== Quoted passage ==
+++

Re: optimizing pg_upgrade's once-in-each-database steps

From: Ilya Gladyshev <ilya(dot)v(dot)gladyshev(at)gmail(dot)com>
To: Nathan Bossart <nathandbossart(at)gmail(dot)com>
Cc: Daniel Gustafsson <daniel(at)yesql(dot)se>, Robert Haas <robertmhaas(at)gmail(dot)com>, Jeff Davis <pgsql(at)j-davis(dot)com>, PostgreSQL Hackers <pgsql-hackers(at)postgresql(dot)org>
Subject: Re: optimizing pg_upgrade's once-in-each-database steps
Date: 2024-08-04 18:19:57
Message-ID: 60cbc507-4c36-4037-9af7-028b1c8455b5@gmail.com
Views: Raw Message | Whole Thread | Download mbox | Resend email
Thread:
Lists: pgsql-hackers


On 01.08.2024 22:41, Nathan Bossart wrote:
> Here is a new patch set. Besides rebasing, I've added the recursive call
> to process_slot() mentioned in the quoted text, and I've added quite a bit
> of commentary to async.c.
That's much better now, thanks! Here's my code review, note that I
haven't tested the patches yet:

+void
+async_task_add_step(AsyncTask *task,
+                    AsyncTaskGetQueryCB query_cb,
+                    AsyncTaskProcessCB process_cb, bool free_result,
+                    void *arg)

Is there any reason to have query as a callback function instead of char
*? From what I see right now, it doesn't give any extra flexibility, as
the query has to be static anyway (can't be customized on a per-database
basis) and will be created once before all the callbacks are run. While
passing in char * makes the API simpler, excludes any potential error of
making the query dependent on the current database and removes the
unnecessary malloc/free of the static strings.

+++

== Exercises ==
A) In the code review message, what two changes besides rebasing did the new patch set add?
B) Transcribe everything in the code review message from "Is there any" down to "the static strings.".

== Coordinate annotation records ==
+++

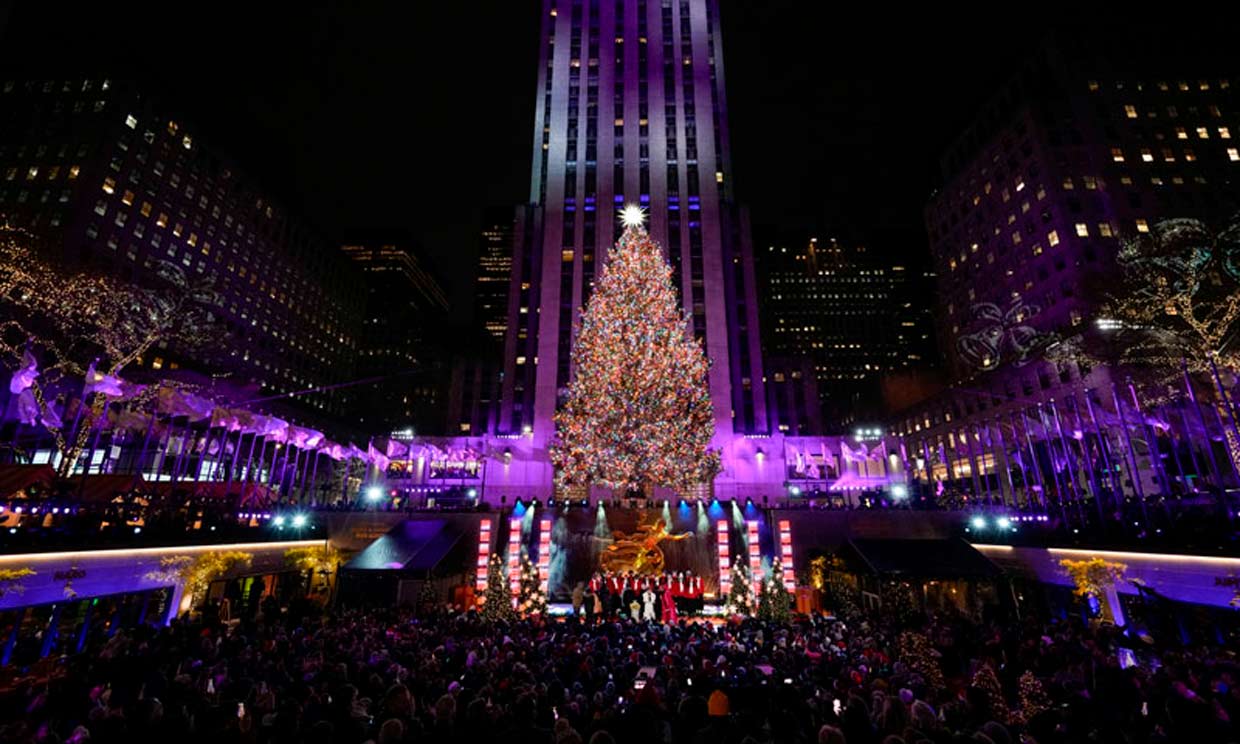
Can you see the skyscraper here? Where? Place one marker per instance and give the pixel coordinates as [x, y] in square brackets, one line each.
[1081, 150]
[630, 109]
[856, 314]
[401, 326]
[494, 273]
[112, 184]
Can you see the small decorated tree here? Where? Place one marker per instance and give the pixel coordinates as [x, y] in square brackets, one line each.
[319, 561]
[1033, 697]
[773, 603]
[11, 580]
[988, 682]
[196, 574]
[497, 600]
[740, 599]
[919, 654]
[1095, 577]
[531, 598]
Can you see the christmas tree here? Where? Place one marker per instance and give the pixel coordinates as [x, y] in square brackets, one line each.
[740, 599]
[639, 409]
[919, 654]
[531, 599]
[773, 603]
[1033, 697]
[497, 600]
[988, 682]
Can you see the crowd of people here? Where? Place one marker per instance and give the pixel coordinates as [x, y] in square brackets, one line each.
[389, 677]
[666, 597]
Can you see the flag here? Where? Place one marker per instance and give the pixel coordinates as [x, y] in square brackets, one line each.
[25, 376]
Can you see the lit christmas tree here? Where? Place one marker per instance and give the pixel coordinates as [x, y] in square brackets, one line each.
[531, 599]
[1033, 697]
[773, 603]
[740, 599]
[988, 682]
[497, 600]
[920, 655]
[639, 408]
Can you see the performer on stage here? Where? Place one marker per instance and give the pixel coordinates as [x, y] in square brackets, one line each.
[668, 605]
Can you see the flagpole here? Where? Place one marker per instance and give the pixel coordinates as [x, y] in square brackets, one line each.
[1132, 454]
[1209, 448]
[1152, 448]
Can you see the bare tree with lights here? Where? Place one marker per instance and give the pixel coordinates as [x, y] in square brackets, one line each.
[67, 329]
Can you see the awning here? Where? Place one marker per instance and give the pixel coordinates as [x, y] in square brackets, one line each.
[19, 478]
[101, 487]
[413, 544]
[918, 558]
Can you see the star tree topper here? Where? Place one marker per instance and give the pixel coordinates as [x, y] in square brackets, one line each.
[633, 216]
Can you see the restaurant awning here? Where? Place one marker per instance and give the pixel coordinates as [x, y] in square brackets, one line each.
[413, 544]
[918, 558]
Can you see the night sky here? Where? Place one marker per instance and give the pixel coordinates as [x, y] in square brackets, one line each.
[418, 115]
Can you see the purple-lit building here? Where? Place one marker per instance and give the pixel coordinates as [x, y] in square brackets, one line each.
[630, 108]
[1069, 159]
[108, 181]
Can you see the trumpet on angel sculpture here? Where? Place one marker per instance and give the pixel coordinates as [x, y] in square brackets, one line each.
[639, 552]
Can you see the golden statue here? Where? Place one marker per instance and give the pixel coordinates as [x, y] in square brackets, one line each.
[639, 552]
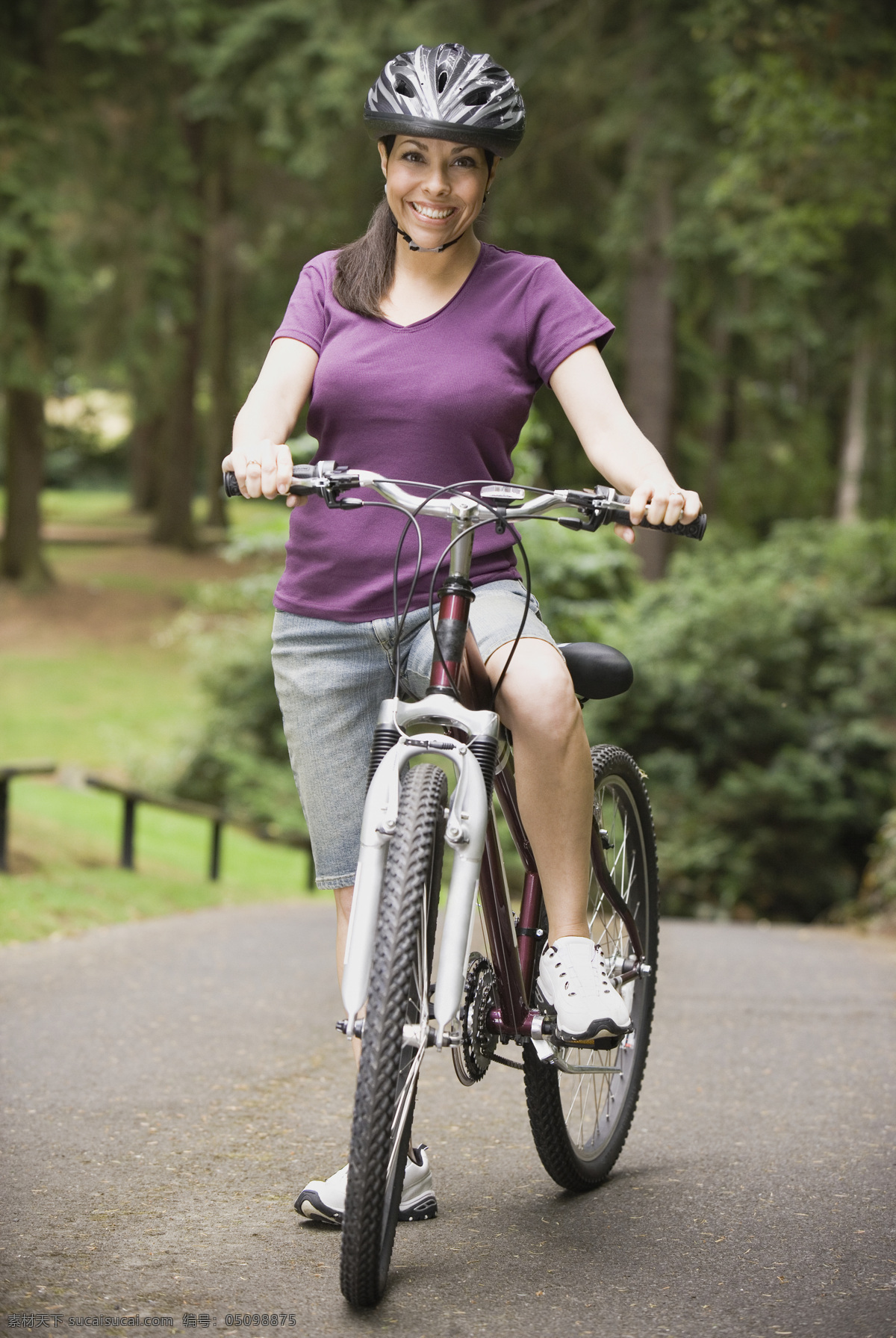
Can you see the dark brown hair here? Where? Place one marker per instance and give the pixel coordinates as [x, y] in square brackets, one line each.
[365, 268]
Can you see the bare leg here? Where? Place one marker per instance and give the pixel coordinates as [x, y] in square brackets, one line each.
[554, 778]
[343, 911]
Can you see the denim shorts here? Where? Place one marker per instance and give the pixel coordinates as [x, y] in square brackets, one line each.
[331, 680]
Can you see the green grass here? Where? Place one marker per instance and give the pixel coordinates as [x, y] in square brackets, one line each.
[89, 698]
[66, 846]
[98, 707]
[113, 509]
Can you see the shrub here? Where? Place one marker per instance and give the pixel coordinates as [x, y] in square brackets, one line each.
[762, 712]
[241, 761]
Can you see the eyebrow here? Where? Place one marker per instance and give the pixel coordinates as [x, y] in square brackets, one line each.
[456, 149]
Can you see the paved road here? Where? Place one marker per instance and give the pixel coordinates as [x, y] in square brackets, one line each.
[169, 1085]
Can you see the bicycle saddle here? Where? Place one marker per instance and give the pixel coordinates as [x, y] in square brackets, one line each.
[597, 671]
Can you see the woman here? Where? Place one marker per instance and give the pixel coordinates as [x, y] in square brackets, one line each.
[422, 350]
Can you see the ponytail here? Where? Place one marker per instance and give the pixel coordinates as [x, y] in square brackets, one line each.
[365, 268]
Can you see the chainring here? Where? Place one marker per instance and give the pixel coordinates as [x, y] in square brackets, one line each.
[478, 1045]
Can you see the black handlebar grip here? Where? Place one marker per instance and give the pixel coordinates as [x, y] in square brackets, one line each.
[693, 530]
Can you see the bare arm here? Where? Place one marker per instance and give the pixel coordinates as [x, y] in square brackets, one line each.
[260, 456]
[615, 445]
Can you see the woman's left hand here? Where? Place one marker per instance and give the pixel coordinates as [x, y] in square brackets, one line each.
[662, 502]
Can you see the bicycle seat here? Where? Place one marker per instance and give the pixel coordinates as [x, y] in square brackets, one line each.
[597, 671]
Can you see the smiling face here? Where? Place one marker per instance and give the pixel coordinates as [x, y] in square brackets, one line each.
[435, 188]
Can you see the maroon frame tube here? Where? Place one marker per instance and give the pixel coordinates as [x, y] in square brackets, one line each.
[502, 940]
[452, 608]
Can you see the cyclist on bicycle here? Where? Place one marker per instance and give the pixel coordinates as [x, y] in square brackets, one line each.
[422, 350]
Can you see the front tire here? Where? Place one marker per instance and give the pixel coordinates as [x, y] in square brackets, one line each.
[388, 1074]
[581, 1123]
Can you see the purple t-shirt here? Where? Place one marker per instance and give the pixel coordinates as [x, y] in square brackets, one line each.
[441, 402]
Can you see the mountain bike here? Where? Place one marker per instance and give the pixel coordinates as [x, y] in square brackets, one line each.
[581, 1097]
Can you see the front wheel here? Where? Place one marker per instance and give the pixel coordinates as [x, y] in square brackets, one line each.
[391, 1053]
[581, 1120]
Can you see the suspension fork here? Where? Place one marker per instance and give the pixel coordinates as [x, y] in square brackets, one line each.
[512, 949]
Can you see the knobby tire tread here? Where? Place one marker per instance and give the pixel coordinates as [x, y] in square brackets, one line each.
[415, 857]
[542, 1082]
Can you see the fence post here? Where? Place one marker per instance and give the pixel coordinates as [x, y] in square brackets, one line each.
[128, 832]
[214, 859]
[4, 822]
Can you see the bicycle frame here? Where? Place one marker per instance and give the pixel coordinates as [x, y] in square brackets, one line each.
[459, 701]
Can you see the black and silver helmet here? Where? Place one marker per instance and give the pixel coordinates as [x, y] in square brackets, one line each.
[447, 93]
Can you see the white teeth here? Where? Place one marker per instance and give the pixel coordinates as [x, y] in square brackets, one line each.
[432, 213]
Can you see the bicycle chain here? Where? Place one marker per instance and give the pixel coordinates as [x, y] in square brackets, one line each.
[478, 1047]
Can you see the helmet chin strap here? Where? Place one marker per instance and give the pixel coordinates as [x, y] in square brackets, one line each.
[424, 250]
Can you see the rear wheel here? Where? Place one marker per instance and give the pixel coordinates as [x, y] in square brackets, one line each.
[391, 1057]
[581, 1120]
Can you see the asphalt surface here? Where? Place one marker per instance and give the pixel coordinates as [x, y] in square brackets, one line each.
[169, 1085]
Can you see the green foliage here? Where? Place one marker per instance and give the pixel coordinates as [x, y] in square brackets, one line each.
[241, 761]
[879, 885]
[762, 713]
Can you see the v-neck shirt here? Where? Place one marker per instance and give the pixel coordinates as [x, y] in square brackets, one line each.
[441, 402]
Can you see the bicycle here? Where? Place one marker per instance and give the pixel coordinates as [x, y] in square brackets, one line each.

+++

== Final answers ==
A) A recursive call to process_slot() and a good deal of commentary in async.c.

B)
Is there any reason to have query as a callback function instead of char
*? From what I see right now, it doesn't give any extra flexibility, as
the query has to be static anyway (can't be customized on a per-database
basis) and will be created once before all the callbacks are run. While
passing in char * makes the API simpler, excludes any potential error of
making the query dependent on the current database and removes the
unnecessary malloc/free of the static strings.